# DATA:
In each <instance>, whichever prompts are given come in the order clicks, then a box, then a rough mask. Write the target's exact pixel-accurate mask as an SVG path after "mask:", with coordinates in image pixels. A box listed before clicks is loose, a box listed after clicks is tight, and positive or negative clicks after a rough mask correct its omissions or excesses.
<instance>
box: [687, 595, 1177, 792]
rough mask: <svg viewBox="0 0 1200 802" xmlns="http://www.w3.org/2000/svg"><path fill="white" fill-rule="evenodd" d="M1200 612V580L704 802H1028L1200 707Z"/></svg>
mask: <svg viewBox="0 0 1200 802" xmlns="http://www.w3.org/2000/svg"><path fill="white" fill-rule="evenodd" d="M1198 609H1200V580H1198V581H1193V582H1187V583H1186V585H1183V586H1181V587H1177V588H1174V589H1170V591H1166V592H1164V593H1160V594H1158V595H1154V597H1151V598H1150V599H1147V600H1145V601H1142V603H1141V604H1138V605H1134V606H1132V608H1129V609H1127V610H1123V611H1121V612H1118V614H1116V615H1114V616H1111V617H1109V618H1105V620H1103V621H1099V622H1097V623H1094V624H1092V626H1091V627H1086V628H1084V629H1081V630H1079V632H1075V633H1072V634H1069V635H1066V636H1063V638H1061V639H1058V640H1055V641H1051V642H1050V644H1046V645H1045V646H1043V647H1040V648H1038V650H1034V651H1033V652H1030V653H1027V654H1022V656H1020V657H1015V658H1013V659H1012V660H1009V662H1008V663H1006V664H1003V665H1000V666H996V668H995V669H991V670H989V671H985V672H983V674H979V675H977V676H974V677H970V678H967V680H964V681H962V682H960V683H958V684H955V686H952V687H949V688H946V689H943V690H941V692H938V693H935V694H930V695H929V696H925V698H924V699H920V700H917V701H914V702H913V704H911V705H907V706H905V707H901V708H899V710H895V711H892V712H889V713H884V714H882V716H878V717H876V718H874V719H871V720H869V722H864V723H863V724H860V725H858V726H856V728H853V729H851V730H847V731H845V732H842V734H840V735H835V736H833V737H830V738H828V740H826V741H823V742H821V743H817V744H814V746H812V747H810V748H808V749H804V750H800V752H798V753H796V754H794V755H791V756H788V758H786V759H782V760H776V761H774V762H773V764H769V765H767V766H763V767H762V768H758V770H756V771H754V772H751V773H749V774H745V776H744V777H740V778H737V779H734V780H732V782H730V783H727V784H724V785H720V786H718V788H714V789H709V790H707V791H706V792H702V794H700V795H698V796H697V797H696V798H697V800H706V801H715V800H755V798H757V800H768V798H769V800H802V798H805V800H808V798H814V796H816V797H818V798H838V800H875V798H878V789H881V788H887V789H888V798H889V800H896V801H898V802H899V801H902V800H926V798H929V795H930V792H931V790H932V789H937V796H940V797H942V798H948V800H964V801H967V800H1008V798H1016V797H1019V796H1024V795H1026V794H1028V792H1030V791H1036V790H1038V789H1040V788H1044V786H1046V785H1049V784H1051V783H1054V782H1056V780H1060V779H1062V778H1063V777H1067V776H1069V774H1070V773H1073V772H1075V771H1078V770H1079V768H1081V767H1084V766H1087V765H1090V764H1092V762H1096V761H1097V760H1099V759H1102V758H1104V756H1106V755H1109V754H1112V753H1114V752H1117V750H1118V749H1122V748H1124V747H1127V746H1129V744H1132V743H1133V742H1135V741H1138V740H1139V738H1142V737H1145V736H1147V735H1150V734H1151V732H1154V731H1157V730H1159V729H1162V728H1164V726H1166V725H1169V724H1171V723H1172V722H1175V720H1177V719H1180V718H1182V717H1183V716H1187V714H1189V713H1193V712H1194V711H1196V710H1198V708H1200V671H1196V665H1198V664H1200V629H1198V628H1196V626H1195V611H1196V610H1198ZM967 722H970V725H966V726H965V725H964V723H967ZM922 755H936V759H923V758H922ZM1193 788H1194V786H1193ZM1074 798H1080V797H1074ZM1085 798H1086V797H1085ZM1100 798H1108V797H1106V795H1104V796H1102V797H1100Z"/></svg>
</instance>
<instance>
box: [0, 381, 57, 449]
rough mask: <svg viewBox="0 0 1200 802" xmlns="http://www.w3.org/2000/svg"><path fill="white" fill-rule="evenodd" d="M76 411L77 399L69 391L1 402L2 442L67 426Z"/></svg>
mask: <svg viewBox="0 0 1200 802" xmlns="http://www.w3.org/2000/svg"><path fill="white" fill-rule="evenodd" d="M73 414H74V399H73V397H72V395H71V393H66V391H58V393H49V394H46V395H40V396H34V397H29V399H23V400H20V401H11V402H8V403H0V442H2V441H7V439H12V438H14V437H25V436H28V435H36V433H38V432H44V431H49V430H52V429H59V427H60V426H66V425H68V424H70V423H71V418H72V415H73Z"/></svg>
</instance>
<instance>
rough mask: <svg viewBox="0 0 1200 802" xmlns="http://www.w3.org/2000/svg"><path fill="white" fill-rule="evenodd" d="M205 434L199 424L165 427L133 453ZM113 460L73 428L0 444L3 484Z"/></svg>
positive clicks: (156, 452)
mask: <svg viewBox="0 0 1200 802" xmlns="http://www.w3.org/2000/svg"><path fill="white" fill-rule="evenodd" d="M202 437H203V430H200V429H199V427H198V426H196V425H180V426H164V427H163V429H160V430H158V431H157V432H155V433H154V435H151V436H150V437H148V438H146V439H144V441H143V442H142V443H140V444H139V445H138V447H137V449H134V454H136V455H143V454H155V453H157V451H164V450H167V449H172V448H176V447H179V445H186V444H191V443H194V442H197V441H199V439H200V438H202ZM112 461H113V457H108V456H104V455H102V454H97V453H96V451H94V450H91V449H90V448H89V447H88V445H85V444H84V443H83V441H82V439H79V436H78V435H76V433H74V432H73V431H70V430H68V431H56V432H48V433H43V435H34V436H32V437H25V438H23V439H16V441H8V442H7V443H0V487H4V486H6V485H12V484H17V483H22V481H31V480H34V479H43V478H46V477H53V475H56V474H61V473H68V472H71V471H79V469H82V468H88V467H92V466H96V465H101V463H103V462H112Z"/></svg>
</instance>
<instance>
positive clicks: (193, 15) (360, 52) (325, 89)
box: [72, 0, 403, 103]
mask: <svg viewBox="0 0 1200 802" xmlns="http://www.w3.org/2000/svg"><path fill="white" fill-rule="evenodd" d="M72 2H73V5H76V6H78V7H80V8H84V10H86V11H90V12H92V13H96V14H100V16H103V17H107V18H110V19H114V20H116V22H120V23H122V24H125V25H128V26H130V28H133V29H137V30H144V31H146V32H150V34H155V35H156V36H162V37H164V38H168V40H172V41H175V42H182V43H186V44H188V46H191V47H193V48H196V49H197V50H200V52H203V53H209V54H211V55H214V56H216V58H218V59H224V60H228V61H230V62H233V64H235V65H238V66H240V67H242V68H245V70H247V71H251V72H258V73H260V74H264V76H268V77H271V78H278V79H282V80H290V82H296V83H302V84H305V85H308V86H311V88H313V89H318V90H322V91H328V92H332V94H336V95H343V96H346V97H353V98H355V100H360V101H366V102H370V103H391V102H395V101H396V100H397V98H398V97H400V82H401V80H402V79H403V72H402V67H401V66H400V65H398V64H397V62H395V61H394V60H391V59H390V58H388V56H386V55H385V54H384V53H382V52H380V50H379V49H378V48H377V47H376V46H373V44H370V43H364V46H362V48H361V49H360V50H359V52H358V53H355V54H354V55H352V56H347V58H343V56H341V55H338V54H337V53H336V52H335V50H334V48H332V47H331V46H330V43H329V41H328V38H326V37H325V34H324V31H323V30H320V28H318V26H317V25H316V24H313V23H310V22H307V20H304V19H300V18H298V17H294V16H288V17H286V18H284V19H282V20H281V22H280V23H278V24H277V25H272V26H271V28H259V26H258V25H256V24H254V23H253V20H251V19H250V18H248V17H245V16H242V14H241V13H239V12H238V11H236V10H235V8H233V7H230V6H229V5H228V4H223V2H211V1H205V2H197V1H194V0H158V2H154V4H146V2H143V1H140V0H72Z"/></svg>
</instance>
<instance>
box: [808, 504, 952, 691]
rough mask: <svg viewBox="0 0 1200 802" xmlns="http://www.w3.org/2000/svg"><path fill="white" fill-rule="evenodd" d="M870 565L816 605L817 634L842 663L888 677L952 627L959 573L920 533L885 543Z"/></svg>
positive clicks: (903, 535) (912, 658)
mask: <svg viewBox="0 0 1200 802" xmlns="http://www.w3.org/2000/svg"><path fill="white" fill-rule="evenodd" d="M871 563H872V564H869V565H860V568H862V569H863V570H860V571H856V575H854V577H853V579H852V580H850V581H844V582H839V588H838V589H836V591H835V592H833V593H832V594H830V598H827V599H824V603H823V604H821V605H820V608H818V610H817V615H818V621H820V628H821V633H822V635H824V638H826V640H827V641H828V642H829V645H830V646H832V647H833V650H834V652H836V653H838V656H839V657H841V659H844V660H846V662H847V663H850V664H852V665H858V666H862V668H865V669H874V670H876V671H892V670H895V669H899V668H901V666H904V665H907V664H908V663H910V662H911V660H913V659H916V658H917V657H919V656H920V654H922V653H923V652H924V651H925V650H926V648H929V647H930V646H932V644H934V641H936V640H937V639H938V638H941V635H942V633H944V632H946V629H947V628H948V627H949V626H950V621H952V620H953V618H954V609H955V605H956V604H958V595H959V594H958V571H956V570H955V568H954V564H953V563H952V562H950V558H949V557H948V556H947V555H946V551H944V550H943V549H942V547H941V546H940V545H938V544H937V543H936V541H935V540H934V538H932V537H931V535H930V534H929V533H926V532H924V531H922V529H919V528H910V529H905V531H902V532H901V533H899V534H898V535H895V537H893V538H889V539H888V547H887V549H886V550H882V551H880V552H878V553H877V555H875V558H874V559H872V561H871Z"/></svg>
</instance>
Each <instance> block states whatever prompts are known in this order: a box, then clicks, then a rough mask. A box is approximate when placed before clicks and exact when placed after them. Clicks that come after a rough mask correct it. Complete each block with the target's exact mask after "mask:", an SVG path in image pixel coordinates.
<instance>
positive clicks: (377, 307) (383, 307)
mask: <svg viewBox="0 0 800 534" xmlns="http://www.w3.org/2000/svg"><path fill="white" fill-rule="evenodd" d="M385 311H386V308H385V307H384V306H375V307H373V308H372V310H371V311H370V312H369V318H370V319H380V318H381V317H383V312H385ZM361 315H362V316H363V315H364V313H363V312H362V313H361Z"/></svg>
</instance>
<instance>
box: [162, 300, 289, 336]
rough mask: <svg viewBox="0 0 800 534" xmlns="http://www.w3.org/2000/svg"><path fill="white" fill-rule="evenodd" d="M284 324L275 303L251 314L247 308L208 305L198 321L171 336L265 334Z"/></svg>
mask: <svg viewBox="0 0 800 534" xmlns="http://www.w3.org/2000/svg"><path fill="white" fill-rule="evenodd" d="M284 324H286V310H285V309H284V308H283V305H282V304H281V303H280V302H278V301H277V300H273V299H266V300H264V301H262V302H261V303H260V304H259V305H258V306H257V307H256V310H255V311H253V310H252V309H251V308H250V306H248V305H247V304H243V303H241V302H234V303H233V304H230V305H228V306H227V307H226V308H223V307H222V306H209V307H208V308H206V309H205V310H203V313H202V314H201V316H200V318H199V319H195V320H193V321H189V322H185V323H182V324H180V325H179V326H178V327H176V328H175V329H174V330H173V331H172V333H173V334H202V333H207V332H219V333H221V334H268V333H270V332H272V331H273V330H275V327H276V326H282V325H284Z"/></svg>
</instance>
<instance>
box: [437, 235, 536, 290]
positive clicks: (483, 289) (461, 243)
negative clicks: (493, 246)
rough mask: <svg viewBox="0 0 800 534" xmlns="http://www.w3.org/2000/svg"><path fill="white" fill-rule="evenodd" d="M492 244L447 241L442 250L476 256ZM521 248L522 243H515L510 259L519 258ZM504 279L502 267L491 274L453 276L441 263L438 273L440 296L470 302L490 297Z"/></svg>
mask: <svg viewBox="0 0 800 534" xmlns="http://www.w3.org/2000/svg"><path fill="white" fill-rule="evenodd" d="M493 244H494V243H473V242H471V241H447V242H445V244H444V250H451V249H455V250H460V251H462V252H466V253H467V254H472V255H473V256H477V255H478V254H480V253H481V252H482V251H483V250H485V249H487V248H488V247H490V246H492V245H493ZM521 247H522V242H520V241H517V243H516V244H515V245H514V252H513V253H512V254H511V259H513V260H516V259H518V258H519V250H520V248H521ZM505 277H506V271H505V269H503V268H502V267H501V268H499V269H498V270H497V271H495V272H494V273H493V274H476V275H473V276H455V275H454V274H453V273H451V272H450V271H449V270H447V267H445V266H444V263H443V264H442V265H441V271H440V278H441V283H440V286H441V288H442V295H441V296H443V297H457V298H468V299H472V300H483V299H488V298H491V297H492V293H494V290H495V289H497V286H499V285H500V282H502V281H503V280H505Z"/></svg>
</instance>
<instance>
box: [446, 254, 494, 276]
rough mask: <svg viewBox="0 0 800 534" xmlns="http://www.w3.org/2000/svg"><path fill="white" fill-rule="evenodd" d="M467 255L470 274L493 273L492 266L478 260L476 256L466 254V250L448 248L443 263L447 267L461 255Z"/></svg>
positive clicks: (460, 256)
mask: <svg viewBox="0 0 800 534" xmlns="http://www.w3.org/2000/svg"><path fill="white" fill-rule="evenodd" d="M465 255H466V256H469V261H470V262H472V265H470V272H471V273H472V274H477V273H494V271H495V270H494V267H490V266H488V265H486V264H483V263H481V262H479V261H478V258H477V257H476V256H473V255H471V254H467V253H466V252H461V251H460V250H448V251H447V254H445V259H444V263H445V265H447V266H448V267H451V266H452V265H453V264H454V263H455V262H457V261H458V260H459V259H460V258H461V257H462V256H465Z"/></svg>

# EXERCISE INSTRUCTIONS:
What is the number of lines in the listing above that contain the string "before"? Give only the number.

# SOLUTION FOR THIS EXERCISE:
2